# start of DATA EXTRACT
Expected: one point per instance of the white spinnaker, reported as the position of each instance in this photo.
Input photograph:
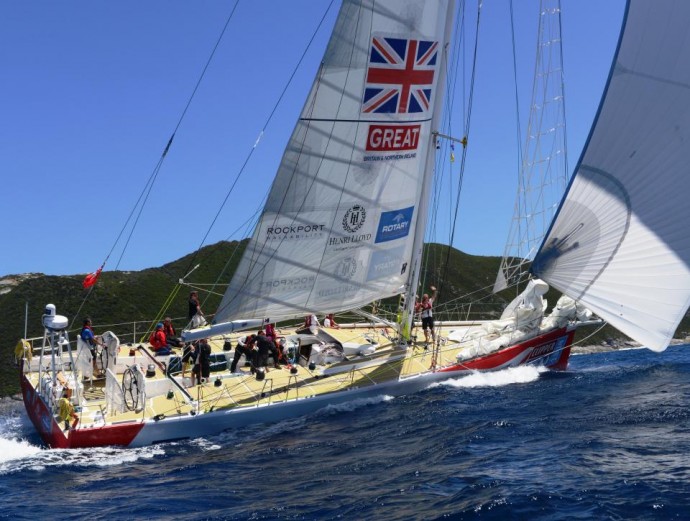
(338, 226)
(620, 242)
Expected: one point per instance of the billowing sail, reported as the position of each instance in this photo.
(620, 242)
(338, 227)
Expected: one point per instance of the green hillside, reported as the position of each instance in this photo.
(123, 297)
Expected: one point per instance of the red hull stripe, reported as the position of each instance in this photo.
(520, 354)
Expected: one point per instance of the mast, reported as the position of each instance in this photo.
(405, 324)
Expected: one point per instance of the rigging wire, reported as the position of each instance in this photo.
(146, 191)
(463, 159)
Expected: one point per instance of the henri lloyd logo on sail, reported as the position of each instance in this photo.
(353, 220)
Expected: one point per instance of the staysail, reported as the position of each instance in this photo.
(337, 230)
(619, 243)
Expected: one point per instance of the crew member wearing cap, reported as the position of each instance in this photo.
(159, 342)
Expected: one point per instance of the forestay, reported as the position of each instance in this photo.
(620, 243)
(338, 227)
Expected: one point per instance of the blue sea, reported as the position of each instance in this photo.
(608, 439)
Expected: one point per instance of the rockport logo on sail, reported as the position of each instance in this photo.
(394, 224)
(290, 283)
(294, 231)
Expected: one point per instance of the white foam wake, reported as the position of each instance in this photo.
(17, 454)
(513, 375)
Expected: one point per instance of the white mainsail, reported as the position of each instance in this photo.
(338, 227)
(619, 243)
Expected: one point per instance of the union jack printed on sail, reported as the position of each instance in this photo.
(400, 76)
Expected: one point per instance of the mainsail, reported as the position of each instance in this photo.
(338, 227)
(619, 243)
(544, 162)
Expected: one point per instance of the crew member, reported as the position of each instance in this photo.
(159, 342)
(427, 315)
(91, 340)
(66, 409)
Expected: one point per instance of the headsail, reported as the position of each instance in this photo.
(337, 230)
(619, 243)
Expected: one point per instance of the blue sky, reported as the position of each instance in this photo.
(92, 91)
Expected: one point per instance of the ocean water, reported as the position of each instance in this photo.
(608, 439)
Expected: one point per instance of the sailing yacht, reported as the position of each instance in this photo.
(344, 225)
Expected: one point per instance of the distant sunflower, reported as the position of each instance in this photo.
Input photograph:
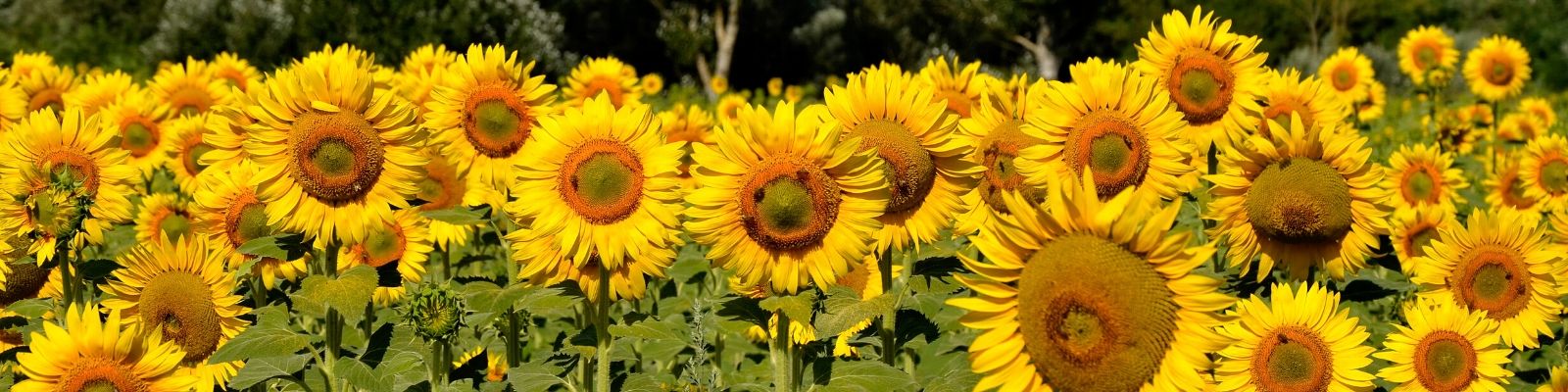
# end of DATA EXTRACT
** WHAT IS EXPECTED **
Without the pictures, return the entries exactly as they appear.

** COMPLETED EXERCISE **
Expected: one point per instance of the white spinnaker, reported as the position of each instance in this photo.
Input photograph:
(338, 226)
(620, 242)
Expected: one point per instance of the billowing sail, reported as the position of each instance in this photo.
(620, 242)
(338, 227)
Expected: one point per instance of the green hillside, reported as the position of each instance in this photo.
(123, 297)
Expected: one point per instance of the red hull stripe, reported as the position of each instance in this photo.
(520, 354)
Expected: one point per instance of the mast, reported as the position of each instance in this photo.
(405, 324)
Expected: one point per instance of the rigging wire, reported as the position of each instance in this photo.
(146, 191)
(463, 159)
Expected: one point per instance of the henri lloyd logo on sail, reported as the position of each instance in this photo.
(353, 220)
Expected: one point per instance of the staysail, reported as the position of each instance in this photo.
(337, 230)
(619, 243)
Expected: one point per instance of the crew member wearing cap, reported as the position of each instance in this photo.
(159, 342)
Expected: one point per instance of the forestay, reported as the position of each instance in this photo.
(620, 243)
(338, 227)
Expected: one point per instance of the blue sea, reported as the position of each instance in this photo.
(608, 439)
Expected: one point per instance of the rockport logo on sail, reported as the position of each instance in this photo.
(394, 224)
(290, 283)
(294, 231)
Expected: one point per instance of the white foam wake, reported as the position of each instance in this photo.
(17, 454)
(513, 375)
Expected: one point per instance of the white mainsail, reported as the position of each instance in this photo.
(338, 227)
(619, 243)
Expected: one point per instance of the union jack printed on sail, reported as the position of each instance in this photo.
(400, 76)
Expected: one point per instance of the mainsail, reported as the position of each instance in this photo.
(338, 227)
(619, 243)
(544, 162)
Expected: one point per instance of the crew member, reported as the position of each instance in this photo.
(159, 342)
(427, 315)
(91, 340)
(66, 409)
Expected: one point per instance of the headsail, reported as the position of each instance in this photo.
(337, 230)
(619, 243)
Expected: one point per instance of the blue sky, reported as the position of each instance in this photo.
(92, 91)
Expected: one point per instance of the ocean water, reported as the position of each instance in this photo.
(608, 439)
Expected: one point per instance of the sailing yacht, reported as the position of each instance in this photo.
(344, 225)
Expected: one point per instance of the distant sunflower, reported as the position of each instance in this photo.
Input photograph:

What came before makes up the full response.